* _CONSIGNES DE L'EXERCICE_:
Placez l'ensemble du matériel ci-dessous dans un tableau Markdown à deux colonnes, « Numéro » et « Ligne », une ligne par rangée, sans les lignes vides. Les images ne doivent pas figurer dans la réponse.

* _ÉLÉMENTS_:
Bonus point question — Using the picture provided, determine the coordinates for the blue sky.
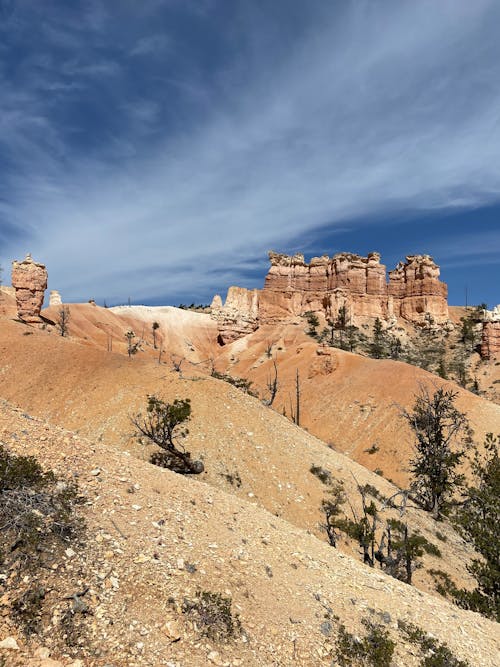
[0,0,500,306]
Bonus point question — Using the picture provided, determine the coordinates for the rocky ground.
[0,402,499,667]
[0,298,500,667]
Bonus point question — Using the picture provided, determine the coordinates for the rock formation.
[481,304,500,359]
[211,287,259,345]
[388,255,448,324]
[212,252,448,342]
[12,253,47,323]
[49,290,62,306]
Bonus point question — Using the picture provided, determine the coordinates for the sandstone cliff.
[212,252,448,343]
[49,290,62,306]
[12,254,47,323]
[211,287,259,345]
[481,304,500,359]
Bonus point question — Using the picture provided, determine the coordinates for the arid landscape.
[0,254,500,667]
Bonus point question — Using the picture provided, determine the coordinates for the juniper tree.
[455,433,500,621]
[403,387,471,519]
[131,394,205,475]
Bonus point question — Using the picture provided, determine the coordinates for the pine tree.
[403,388,471,519]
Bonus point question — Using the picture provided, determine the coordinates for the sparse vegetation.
[403,388,471,519]
[0,445,84,637]
[398,621,470,667]
[304,310,319,338]
[335,619,396,667]
[368,317,387,359]
[125,329,142,359]
[151,322,160,350]
[131,394,205,475]
[309,465,332,484]
[56,306,71,337]
[210,368,256,396]
[182,591,242,642]
[455,433,500,621]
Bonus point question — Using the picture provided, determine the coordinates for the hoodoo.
[12,253,47,323]
[213,252,448,343]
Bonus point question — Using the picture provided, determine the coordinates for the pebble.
[0,637,19,651]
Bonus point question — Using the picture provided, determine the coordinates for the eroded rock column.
[12,253,47,324]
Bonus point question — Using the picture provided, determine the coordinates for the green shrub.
[0,445,84,636]
[182,591,241,641]
[398,621,470,667]
[336,619,396,667]
[309,465,332,484]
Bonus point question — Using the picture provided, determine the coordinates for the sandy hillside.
[210,325,500,484]
[42,303,221,363]
[0,403,500,667]
[0,321,484,591]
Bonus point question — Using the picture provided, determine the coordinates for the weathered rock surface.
[211,287,259,345]
[212,252,448,342]
[481,304,500,359]
[49,290,62,306]
[388,255,448,324]
[12,253,47,323]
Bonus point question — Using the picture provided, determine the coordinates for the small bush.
[182,591,241,641]
[0,445,84,637]
[336,619,396,667]
[398,621,470,667]
[309,465,332,484]
[131,394,205,475]
[211,369,257,397]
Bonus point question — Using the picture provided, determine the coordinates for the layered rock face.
[259,252,387,323]
[12,254,47,323]
[388,255,448,324]
[481,304,500,359]
[211,287,259,345]
[212,252,448,342]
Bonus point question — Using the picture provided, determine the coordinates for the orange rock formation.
[211,287,259,345]
[12,253,47,323]
[212,252,448,343]
[481,305,500,359]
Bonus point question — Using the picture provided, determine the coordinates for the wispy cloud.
[0,0,500,300]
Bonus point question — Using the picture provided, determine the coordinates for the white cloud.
[0,0,500,300]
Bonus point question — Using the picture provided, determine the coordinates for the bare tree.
[151,322,160,350]
[56,306,70,337]
[263,361,279,406]
[170,354,184,377]
[125,329,142,359]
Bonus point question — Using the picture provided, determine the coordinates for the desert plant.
[263,361,279,406]
[151,322,160,350]
[368,317,387,359]
[455,433,500,621]
[304,310,319,338]
[322,480,346,547]
[335,619,396,667]
[402,387,471,519]
[125,329,142,359]
[0,445,84,636]
[309,465,332,485]
[131,394,205,475]
[398,620,470,667]
[182,591,242,641]
[56,306,70,337]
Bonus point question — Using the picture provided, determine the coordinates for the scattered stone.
[0,637,19,651]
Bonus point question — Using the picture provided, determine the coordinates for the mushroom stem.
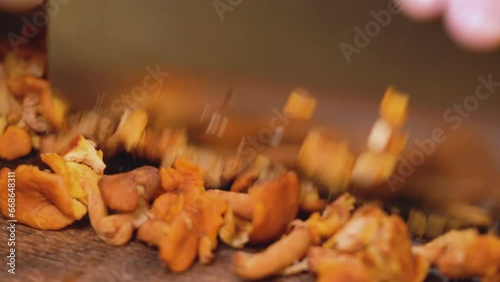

* _RÉPONSE AU PROBLÈME_:
| Numéro | Ligne |
|---|---|
| 1 | Bonus point question — Using the picture provided, determine the coordinates for the blue sky. |
| 2 | [0,0,500,306] |
| 3 | Bonus point question — Using the picture provided, determine the coordinates for the rocky ground. |
| 4 | [0,402,499,667] |
| 5 | [0,298,500,667] |
| 6 | Bonus point question — Using the picture provided, determine the coordinates for the rock formation. |
| 7 | [481,304,500,359] |
| 8 | [211,287,259,345] |
| 9 | [388,255,448,324] |
| 10 | [212,252,448,342] |
| 11 | [12,253,47,323] |
| 12 | [49,290,62,306] |
| 13 | Bonus point question — Using the picture provided, determine the coordinates for the sandstone cliff. |
| 14 | [212,252,448,343] |
| 15 | [49,290,62,306] |
| 16 | [12,254,47,323] |
| 17 | [211,287,259,345] |
| 18 | [481,304,500,359] |
| 19 | Bonus point question — Using the picture provided, determine the coordinates for the arid landscape. |
| 20 | [0,254,500,667] |
| 21 | Bonus point question — Using the picture provided, determine the coordinates for the juniper tree. |
| 22 | [455,433,500,621] |
| 23 | [403,387,471,519] |
| 24 | [131,394,205,475] |
| 25 | Bonus point question — Using the picture provided, determine the coordinates for the pine tree. |
| 26 | [403,388,471,519] |
| 27 | Bonus point question — Using the picture provided, determine the coordinates for the sparse vegetation. |
| 28 | [403,388,471,519] |
| 29 | [0,445,84,637] |
| 30 | [398,621,470,667] |
| 31 | [304,310,319,338] |
| 32 | [335,619,396,667] |
| 33 | [368,317,387,359] |
| 34 | [125,329,142,359] |
| 35 | [151,322,160,350] |
| 36 | [131,394,205,475] |
| 37 | [309,465,332,484] |
| 38 | [56,306,71,337] |
| 39 | [210,368,256,396] |
| 40 | [182,591,242,642] |
| 41 | [455,433,500,621] |
| 42 | Bonus point question — Using the picture provided, determine the coordinates for the hoodoo. |
| 43 | [12,253,47,323] |
| 44 | [213,252,448,343] |
| 45 | Bonus point question — Using the picture provided, determine the coordinates for the pebble. |
| 46 | [0,637,19,651] |
| 47 | Bonus point question — Using the picture provided, determine the coordinates for the eroded rock column. |
| 48 | [12,253,47,324] |
| 49 | Bonus point question — Using the picture provided, determine the coordinates for the green shrub. |
| 50 | [0,445,84,636] |
| 51 | [182,591,241,641] |
| 52 | [398,621,470,667] |
| 53 | [336,619,396,667] |
| 54 | [309,465,332,484] |
| 55 | Bonus point question — Using the picture provided, determine the coordinates for the sandy hillside. |
| 56 | [210,325,500,484] |
| 57 | [42,303,221,363] |
| 58 | [0,403,500,667] |
| 59 | [0,321,484,591] |
| 60 | Bonus point question — Using the picture provided, determine the coordinates for the weathered rock surface. |
| 61 | [211,287,259,345] |
| 62 | [212,252,448,342] |
| 63 | [481,304,500,359] |
| 64 | [49,290,62,306] |
| 65 | [388,255,448,324] |
| 66 | [12,253,47,323] |
| 67 | Bonus point question — Using the picture provided, determine the coordinates for the small bush. |
| 68 | [182,591,241,641] |
| 69 | [0,445,84,637] |
| 70 | [336,619,396,667] |
| 71 | [398,621,470,667] |
| 72 | [309,465,332,484] |
| 73 | [131,394,205,475] |
| 74 | [211,369,257,397] |
| 75 | Bonus point question — Using the picture provided, determine the coordinates for the layered rock face. |
| 76 | [259,252,387,323] |
| 77 | [12,254,47,323] |
| 78 | [388,255,448,324] |
| 79 | [481,304,500,359] |
| 80 | [211,287,259,345] |
| 81 | [212,252,448,342] |
| 82 | Bonus point question — Using the picture provided, determine the coordinates for the orange rock formation. |
| 83 | [211,287,259,345] |
| 84 | [12,253,47,323] |
| 85 | [212,252,448,343] |
| 86 | [481,305,500,359] |
| 87 | Bonus point question — Using the picture provided, determine the coordinates for the wispy cloud. |
| 88 | [0,0,500,300] |
| 89 | Bonus point question — Using the picture provided, determine the coordinates for the white cloud. |
| 90 | [0,0,500,300] |
| 91 | Bonus point question — Using the picture provided, determine the coordinates for the bare tree. |
| 92 | [151,322,160,350] |
| 93 | [56,306,70,337] |
| 94 | [263,361,279,406] |
| 95 | [170,354,184,377] |
| 96 | [125,329,142,359] |
| 97 | Bonus point question — Using the picture provided, determine the coordinates for the desert plant. |
| 98 | [263,361,279,406] |
| 99 | [151,322,160,350] |
| 100 | [368,317,387,359] |
| 101 | [455,433,500,621] |
| 102 | [304,310,319,338] |
| 103 | [322,480,346,547] |
| 104 | [335,619,396,667] |
| 105 | [402,387,471,519] |
| 106 | [125,329,142,359] |
| 107 | [0,445,84,636] |
| 108 | [309,465,332,485] |
| 109 | [131,394,205,475] |
| 110 | [398,620,470,667] |
| 111 | [182,591,242,641] |
| 112 | [56,306,70,337] |
| 113 | Bonus point question — Using the picture provided, determine the coordinates for the scattered stone. |
| 114 | [0,637,19,651] |
| 115 | Bonus point question — Using the picture provided, determine the coordinates for the mushroom stem. |